WORK INSTRUCTIONS: Please count the lines in the records below that contain the string "board", and give only the number.

---------- INPUT MATERIAL

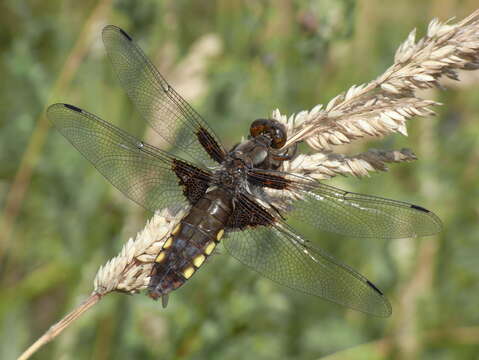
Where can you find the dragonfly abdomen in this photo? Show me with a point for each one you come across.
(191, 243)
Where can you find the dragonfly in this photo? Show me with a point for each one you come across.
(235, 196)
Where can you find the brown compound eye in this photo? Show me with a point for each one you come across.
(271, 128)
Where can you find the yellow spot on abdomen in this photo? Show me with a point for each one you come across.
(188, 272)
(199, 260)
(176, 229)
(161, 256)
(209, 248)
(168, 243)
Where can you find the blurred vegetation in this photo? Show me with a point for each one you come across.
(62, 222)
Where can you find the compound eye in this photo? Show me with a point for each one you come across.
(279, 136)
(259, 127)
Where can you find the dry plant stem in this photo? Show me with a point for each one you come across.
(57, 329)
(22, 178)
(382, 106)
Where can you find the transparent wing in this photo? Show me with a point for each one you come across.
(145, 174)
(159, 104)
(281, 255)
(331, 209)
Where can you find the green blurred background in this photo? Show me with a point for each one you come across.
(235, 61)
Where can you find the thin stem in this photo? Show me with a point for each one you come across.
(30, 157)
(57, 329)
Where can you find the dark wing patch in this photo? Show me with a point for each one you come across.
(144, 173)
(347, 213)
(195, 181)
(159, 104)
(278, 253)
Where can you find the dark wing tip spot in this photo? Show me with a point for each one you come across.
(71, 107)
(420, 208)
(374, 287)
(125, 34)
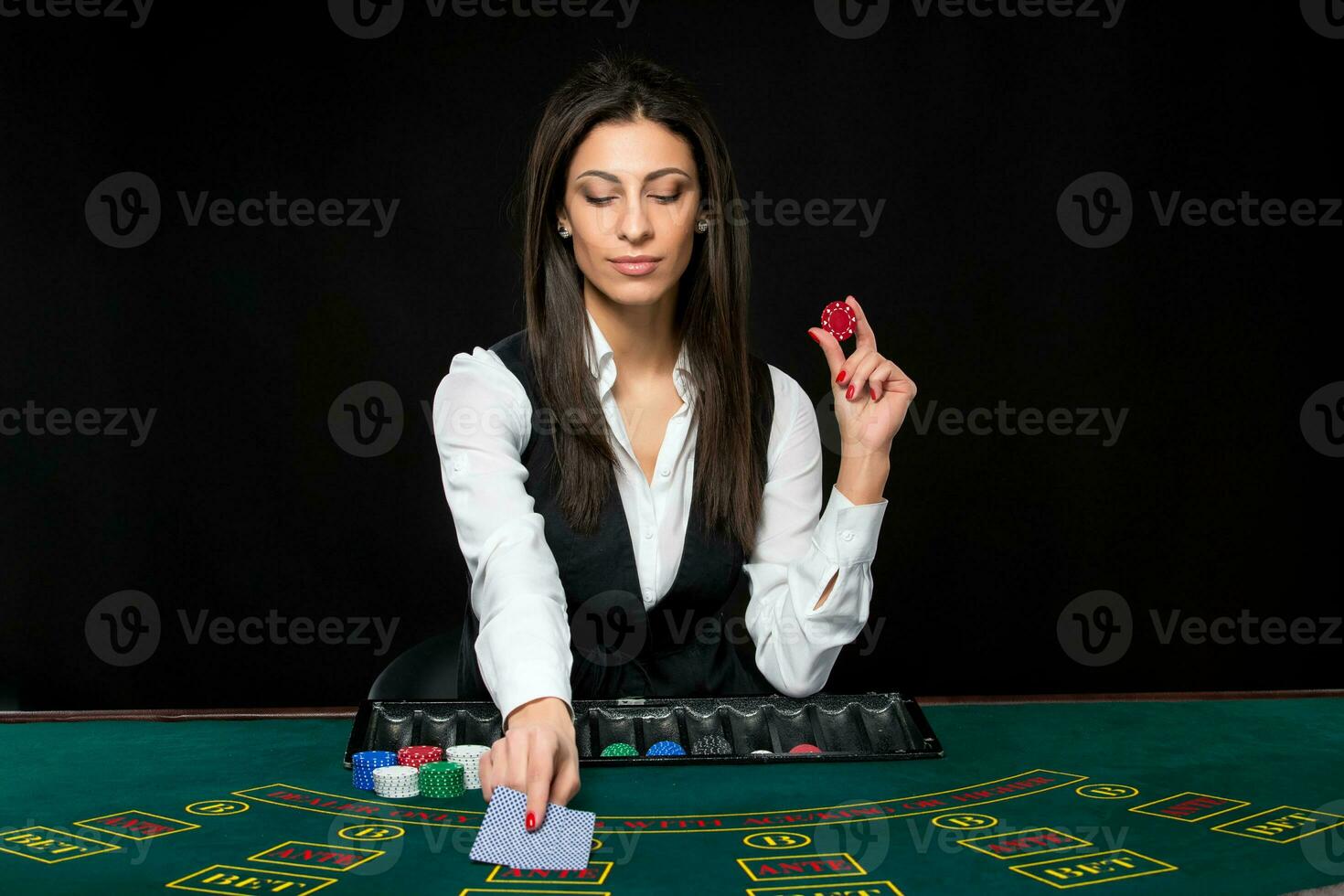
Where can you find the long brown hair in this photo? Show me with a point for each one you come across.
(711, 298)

--------------------
---------- INPUT MATERIAL

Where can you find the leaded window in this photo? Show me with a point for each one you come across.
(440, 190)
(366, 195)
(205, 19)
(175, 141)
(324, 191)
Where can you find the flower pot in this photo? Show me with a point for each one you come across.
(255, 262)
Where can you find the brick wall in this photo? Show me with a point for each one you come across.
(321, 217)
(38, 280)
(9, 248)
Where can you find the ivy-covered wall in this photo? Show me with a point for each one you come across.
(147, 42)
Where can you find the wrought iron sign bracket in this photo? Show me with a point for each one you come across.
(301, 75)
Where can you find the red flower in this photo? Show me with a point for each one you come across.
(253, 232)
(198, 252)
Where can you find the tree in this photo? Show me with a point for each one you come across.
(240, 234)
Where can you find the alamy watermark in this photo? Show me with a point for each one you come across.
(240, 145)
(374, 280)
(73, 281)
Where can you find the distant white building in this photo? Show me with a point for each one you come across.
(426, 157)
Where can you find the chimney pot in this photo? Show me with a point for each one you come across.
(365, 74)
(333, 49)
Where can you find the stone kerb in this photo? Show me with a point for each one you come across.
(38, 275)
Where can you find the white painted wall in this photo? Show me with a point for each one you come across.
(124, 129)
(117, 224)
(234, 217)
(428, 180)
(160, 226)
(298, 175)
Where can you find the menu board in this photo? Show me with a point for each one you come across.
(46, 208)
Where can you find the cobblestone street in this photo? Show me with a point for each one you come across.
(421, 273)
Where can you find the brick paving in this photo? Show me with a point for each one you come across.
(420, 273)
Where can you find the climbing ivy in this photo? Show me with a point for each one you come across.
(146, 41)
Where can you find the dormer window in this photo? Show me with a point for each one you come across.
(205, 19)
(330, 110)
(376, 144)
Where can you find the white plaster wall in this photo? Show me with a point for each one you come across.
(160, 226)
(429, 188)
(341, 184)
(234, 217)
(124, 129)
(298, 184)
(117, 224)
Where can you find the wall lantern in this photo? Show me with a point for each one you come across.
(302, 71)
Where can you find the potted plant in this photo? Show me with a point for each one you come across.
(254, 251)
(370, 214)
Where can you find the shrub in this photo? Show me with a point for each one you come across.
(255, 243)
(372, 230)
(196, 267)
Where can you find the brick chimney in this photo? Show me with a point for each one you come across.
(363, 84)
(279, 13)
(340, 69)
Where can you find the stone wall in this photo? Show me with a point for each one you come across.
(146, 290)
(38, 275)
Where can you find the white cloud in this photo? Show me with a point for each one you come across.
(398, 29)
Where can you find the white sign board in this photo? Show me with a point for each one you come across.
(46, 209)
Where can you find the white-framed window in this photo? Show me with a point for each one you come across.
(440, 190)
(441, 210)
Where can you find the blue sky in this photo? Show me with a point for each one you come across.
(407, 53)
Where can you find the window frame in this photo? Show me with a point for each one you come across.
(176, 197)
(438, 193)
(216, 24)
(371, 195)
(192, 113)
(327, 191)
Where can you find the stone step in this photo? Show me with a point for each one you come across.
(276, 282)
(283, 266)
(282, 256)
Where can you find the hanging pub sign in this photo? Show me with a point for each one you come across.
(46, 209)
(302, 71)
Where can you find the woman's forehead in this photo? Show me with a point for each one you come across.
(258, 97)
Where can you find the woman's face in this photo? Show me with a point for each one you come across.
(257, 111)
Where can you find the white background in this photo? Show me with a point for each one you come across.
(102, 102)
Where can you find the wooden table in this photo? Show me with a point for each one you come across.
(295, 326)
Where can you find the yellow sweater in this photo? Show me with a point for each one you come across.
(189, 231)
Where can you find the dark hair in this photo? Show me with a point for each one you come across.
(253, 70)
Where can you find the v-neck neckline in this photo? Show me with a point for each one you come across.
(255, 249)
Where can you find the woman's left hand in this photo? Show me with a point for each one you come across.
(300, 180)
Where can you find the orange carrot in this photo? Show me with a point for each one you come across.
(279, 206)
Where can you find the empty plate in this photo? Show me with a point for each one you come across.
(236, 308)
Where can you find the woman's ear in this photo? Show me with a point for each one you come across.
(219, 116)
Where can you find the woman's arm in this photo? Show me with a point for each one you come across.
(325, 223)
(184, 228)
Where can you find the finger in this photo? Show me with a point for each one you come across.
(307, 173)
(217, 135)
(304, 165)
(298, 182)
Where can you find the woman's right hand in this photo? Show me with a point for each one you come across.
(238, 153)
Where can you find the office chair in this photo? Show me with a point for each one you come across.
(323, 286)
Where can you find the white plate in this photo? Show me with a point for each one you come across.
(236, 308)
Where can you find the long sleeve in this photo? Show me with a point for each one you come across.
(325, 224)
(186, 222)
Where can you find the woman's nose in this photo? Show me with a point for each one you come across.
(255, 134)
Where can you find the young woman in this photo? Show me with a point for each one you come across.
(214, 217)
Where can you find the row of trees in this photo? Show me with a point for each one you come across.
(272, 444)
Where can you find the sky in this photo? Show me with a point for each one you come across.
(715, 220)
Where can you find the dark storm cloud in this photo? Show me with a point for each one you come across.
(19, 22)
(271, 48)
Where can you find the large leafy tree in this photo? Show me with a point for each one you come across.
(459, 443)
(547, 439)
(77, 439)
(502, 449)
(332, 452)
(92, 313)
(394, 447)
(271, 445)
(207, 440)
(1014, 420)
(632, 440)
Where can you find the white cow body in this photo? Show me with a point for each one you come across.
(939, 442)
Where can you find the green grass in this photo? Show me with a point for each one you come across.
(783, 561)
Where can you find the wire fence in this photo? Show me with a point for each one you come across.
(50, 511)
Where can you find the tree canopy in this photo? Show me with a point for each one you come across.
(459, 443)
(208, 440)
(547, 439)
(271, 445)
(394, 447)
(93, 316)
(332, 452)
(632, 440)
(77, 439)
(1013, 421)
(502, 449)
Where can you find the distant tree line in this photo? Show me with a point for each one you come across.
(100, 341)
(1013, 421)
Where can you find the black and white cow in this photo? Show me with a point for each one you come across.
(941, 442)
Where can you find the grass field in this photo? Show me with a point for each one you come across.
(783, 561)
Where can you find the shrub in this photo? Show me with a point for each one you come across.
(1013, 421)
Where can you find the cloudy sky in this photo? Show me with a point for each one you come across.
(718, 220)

--------------------

RESULT OF THE TASK: 2